PROMPT
Print exactly, and only, the lines running from the line containing "Practice. Pick out the transparent" through the end of the records below.

════

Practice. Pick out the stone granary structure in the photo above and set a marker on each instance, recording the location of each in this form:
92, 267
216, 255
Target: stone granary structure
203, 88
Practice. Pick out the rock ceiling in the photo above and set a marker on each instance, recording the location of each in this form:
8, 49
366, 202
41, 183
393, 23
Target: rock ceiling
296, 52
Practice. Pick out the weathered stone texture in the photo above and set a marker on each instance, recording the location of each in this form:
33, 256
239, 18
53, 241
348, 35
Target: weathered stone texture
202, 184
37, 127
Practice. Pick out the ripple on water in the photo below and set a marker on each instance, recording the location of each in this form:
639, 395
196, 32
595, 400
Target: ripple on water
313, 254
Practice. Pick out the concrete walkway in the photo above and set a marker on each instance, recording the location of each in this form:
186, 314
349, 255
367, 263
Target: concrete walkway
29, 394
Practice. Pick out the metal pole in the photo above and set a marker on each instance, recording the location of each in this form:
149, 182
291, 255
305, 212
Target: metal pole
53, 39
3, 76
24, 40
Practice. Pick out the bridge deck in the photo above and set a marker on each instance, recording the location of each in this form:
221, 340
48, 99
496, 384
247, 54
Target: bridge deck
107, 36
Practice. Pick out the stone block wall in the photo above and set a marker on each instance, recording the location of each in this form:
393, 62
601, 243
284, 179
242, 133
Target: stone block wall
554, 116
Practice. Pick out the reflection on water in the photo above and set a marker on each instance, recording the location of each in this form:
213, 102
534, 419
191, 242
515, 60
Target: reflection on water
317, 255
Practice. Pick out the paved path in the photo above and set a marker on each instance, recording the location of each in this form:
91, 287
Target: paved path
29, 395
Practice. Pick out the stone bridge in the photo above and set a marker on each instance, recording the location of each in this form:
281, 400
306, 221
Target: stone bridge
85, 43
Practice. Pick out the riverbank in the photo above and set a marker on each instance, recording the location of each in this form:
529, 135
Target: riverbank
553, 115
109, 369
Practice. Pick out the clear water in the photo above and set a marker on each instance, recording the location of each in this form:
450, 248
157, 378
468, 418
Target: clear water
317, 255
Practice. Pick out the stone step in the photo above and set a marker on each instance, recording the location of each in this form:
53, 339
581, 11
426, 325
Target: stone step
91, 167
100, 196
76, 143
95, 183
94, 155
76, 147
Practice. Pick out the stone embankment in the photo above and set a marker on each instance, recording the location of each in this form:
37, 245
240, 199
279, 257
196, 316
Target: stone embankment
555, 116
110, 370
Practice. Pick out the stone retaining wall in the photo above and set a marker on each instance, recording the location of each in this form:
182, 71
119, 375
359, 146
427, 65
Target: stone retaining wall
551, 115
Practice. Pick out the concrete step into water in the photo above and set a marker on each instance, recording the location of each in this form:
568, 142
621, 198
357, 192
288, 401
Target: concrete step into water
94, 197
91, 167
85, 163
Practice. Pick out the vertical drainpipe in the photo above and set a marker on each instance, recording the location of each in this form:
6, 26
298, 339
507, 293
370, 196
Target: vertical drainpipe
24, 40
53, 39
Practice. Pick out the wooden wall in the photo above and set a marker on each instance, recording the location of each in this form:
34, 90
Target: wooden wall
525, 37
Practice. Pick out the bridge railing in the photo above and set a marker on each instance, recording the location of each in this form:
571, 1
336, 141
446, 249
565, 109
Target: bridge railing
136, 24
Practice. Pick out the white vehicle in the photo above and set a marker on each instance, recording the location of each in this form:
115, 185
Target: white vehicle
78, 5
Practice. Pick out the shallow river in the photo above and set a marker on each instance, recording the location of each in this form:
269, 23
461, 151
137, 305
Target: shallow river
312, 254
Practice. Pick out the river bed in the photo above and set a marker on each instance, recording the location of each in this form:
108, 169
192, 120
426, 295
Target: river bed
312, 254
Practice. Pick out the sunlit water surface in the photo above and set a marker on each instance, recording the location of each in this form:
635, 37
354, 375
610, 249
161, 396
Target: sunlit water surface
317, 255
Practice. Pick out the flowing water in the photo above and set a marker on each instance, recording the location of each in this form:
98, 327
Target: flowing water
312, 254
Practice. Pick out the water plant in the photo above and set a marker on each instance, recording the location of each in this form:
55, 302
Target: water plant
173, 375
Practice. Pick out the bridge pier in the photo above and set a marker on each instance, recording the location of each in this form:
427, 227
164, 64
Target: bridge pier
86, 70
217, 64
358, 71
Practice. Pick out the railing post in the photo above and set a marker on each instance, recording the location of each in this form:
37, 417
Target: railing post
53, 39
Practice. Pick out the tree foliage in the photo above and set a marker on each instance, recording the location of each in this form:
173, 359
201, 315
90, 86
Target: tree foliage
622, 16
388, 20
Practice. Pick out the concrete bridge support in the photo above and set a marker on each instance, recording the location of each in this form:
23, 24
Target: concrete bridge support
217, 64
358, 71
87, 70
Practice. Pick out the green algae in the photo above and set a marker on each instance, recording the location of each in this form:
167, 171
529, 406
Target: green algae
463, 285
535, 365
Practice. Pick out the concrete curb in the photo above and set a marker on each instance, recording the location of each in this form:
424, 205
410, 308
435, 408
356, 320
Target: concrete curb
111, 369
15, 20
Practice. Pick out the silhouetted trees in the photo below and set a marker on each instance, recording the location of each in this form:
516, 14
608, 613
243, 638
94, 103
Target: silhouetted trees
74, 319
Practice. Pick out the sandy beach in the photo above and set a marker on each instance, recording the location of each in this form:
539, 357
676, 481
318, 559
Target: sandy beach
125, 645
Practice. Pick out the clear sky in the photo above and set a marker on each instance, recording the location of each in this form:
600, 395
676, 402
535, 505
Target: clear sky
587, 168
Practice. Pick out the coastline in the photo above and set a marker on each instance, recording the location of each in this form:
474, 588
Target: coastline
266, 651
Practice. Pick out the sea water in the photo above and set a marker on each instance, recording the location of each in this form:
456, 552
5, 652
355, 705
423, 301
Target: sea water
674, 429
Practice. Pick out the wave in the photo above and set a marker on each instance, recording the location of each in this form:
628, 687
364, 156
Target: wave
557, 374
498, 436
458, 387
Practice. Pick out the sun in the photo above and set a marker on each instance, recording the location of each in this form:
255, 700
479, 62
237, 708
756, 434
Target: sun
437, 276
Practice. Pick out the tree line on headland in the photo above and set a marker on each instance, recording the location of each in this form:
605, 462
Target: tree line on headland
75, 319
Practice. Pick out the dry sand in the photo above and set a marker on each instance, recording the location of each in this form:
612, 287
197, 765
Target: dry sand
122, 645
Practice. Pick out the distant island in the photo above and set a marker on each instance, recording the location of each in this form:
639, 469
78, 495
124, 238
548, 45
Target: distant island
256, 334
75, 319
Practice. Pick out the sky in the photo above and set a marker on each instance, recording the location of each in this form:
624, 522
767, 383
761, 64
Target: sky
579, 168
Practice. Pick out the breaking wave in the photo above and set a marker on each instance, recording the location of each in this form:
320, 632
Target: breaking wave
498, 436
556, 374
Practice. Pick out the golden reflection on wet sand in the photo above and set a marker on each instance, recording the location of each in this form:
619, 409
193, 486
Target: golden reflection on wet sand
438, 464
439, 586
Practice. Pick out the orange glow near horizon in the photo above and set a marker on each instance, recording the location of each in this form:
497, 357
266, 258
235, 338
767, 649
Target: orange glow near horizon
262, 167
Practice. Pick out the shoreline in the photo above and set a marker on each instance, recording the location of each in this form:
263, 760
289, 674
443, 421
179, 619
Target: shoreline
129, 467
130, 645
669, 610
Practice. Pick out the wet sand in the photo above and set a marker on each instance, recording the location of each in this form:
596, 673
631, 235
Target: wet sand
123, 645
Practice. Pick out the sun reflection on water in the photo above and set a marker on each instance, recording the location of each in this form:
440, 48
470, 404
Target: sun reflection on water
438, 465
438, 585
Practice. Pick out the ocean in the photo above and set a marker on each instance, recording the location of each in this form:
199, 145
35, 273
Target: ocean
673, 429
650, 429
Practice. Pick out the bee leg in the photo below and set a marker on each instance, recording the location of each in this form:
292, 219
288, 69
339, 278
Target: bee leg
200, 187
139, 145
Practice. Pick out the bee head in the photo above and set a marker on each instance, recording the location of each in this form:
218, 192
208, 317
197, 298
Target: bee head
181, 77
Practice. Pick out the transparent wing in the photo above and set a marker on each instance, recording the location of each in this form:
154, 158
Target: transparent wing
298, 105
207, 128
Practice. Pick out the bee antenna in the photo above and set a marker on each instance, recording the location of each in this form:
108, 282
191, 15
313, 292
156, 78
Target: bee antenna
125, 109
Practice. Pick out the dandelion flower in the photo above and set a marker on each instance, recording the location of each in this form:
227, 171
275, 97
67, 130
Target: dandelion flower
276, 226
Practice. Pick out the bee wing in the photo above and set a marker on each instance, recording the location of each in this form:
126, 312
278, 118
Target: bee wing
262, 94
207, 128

════

FULL RESPONSE
Practice. Pick out the transparent wing in the photo above and set a marker on each instance, recording the location of each in this form:
154, 158
Target: transparent wing
298, 105
207, 128
Practice. Pick out the bee antenna in the photo above and set a marker on each instance, recording the location of each in this form:
108, 282
191, 15
313, 292
156, 78
Target: bee antenna
125, 109
Practice. Pick out the dandelion flower in the photo above and set a marker on each instance, recording the location of each in this form:
227, 171
275, 97
67, 130
Target: dandelion flower
276, 226
Practice. Pick out the bee wing in the photo above and set a marker on each instance, recording the location of each in this form:
126, 312
278, 118
Target: bee wing
262, 94
207, 128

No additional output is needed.